▸ **Short task A**:
From the entries below, pull out every line starting with the one that contains "the wet pavement" and going on through the last line of the entries, and reproduce those lines unchanged.
++++ Extract ++++
Most people think of MMFs as cash, but they aren't cash; they are investments in
debt securities. When you put money into a money-market fund you are making an
investment in bonds and notes. If you are invested in one of the largest US MMFs
then you probably have some exposure to euro-zone bank debt.
The Stock Market
As a result of this week's price action we can now be sure that
if the "March cycle" is going to 'work' in 2013 then it will produce an
important high (a high that holds for at least a few months). This is because
the S&P500 has just made a new high for the year.

We only ever place emphasis on a cycle in the specific case where a market
trends strongly into a cycle-related turning-point window and then reverses
direction. What we now have in the stock market is a strong trend into a
cycle-related turning-point window. What we don't yet have is a definitive price
reversal. An example of a definitive price reversal would be a daily close by
the NASDAQ100 Index (NDX) below 2700.
During the first three days of this week the NDX rose to the top of its "rising
wedge" pattern. In our experience "rising wedge" patterns aren't inherently
bearish, because they are as likely to result in upside breakouts as downside
breakouts. However, they become indicative of a bearish turn of events if the
price breaks below the bottom of the pattern.

Hong Kong's Hang Seng Index (HSI) has been working its way downward since late
January. This could be significant due to the HSI's tendency to lead at
important stock market tops and bottoms, but at this early stage the HSI's
decline could just as easily be a routine short-term correction as the start of
an intermediate-term downward trend.

Gold and the Dollar
Gold
It's possible that this week's decline in the US$ gold price to the low-$1560s
was the expected test of the February low. Neither we nor anyone else knows.
What we do know is that the sentiment situation remains bullish for gold. Of
particular note is that Market Vane's bullish percentage for gold hit a new
10-year low of 48% early this week. This is remarkable considering that
sentiment usually just follows the price and that gold has essentially traded
sideways over the past two years. It constitutes a substantial bullish
divergence between sentiment and price, in that sentiment has become far more
bearish than is justified by the price action.
++++ Exercise materials ++++
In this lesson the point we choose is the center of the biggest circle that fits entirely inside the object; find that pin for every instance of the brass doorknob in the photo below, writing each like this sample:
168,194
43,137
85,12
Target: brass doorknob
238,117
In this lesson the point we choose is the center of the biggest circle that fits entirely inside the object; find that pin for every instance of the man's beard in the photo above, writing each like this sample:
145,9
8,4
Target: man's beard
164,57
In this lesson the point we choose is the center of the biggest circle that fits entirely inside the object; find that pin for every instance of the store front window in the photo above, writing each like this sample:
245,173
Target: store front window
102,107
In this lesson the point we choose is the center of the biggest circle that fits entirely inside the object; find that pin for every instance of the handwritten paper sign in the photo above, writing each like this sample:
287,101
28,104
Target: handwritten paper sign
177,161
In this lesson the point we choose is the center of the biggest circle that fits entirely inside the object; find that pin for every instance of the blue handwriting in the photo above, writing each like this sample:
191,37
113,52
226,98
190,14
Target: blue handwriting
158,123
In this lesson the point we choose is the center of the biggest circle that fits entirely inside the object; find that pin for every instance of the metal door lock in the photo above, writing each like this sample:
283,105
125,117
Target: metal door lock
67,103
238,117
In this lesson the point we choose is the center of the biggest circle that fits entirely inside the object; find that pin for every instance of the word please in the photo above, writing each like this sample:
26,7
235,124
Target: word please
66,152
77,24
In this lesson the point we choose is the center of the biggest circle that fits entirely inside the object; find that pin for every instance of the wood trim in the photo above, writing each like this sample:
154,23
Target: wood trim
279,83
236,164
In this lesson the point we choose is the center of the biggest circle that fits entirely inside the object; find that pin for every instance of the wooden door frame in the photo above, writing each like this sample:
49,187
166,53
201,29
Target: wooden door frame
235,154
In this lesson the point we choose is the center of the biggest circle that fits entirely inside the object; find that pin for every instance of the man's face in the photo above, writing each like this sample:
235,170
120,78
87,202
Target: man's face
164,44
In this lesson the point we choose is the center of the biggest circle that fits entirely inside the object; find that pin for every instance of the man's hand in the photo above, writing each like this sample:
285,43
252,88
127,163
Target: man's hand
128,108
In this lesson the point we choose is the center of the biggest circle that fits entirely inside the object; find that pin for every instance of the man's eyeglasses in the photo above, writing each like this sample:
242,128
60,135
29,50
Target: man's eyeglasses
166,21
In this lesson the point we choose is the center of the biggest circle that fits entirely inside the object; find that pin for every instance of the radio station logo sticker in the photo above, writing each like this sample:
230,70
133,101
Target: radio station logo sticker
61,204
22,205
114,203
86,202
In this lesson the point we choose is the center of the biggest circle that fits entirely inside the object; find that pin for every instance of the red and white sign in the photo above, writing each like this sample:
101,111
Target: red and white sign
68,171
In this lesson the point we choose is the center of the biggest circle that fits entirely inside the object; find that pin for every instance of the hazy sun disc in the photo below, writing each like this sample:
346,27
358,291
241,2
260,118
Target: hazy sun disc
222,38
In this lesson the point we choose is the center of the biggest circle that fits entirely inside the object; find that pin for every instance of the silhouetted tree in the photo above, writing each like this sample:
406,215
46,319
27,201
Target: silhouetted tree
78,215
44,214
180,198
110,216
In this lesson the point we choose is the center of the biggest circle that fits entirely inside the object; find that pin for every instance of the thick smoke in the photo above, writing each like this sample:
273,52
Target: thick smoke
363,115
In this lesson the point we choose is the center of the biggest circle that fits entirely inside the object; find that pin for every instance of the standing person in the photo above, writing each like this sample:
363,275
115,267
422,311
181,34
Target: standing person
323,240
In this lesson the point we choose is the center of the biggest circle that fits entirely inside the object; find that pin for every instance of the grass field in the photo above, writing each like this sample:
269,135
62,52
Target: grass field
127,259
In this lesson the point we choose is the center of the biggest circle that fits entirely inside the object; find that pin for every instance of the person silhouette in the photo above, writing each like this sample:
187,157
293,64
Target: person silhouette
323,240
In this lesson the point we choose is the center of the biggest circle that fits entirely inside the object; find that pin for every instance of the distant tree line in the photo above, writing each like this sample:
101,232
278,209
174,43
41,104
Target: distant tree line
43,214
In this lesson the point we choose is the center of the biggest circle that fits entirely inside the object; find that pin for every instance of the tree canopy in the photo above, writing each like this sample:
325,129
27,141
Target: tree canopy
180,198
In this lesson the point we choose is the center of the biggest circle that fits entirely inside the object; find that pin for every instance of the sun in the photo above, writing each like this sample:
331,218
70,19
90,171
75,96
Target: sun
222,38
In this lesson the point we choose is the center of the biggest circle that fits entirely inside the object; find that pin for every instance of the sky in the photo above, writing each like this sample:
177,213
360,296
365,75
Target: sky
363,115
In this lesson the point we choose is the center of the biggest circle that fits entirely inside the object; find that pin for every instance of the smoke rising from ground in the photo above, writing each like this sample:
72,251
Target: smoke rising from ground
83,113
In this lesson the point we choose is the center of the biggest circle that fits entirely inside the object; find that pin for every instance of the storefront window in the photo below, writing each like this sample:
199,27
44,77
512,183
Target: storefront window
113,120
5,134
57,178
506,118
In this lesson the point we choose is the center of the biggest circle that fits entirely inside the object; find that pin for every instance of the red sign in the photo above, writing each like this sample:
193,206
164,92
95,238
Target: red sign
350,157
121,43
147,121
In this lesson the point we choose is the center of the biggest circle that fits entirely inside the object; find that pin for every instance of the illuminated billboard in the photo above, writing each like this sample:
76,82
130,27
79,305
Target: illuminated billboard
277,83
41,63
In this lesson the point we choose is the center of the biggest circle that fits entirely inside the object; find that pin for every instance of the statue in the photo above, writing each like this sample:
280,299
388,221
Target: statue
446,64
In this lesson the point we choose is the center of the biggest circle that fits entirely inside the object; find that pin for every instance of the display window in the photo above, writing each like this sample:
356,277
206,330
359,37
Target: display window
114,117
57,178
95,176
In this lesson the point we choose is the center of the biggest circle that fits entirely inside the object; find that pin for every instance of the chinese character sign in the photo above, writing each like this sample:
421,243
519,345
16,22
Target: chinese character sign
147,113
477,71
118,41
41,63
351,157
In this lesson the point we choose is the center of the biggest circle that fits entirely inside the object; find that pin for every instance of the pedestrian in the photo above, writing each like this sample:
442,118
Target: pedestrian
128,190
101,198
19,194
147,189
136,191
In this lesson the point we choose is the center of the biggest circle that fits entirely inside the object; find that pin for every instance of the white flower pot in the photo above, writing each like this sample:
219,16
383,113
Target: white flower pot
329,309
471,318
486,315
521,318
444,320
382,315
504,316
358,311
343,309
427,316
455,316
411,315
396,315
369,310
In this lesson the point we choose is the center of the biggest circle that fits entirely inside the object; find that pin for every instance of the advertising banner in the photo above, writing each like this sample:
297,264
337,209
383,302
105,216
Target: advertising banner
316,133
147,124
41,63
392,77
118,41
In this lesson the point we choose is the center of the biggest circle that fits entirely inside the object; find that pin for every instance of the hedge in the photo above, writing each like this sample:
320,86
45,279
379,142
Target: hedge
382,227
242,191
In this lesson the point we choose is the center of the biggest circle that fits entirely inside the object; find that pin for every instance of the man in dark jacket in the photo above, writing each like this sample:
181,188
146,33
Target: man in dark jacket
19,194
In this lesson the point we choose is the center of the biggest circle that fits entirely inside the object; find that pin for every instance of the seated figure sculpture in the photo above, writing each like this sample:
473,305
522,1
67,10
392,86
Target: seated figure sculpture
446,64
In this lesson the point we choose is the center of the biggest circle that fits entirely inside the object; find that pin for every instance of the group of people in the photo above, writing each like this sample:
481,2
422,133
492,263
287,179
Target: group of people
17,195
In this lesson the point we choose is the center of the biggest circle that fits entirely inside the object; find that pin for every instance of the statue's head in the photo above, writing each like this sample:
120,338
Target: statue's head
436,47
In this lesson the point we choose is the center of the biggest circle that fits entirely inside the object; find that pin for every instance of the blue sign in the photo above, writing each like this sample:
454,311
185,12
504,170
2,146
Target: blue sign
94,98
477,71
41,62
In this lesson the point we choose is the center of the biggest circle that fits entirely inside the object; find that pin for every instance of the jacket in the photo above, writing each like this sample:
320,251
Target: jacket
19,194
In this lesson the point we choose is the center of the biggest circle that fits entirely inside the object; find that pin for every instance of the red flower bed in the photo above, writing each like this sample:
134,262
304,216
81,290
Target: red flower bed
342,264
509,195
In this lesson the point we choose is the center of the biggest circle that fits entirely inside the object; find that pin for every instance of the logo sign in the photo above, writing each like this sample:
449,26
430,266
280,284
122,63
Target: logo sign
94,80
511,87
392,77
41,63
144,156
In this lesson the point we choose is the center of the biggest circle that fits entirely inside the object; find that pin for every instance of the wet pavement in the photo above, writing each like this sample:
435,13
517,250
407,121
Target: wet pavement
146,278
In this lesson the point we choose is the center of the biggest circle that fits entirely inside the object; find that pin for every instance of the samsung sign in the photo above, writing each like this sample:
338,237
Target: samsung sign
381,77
++++
▸ **Short task B**:
Continue the market commentary from the point where it stops.

▸ **Exercise answer A**:
In this lesson the point we choose is the center of the biggest circle that fits entirely inside the object; find that pin for every instance of the wet pavement in the photo above, writing each like this sample:
435,13
517,250
407,121
Target: wet pavement
146,278
In this lesson the point we choose is the center of the biggest circle that fits entirely inside the object; find that pin for every instance of the samsung sign in the photo above, writing each like this sample:
338,237
Target: samsung sign
381,77

▸ **Exercise answer B**:
Resistance at $1625-$1650 is a reasonable short-term upside target. A weekly
close above the top of this range would confirm that an important bottom was in
place.

Gold Stocks
Redemption Song
As mentioned above and also in previous recent commentaries, relatively
high-quality gold mining stocks have lately been hit as hard as relatively
low-quality gold mining stocks. In fact, in some cases the high-quality stocks
have been hit the hardest, creating good opportunities to improve the quality of
one's portfolio by switching between stocks. As well as being less risky, the
relatively high-quality stocks are likely to be the quickest to recover after
the gold-stock indices bottom-out. This will lead to a future opportunity to
switch in the other direction due to the less-risky stocks becoming over-priced
relative to their higher-risk brethren.
As to why the higher-quality stocks would in some cases have sold off even
harder than the lower-quality stocks, the most plausible explanation is that
gold-stock funds have been getting hit with redemptions. The funds are being
forced to sell to meet redemptions and are selling wherever they can find
liquidity, as opposed to selling what they would prefer to own less of.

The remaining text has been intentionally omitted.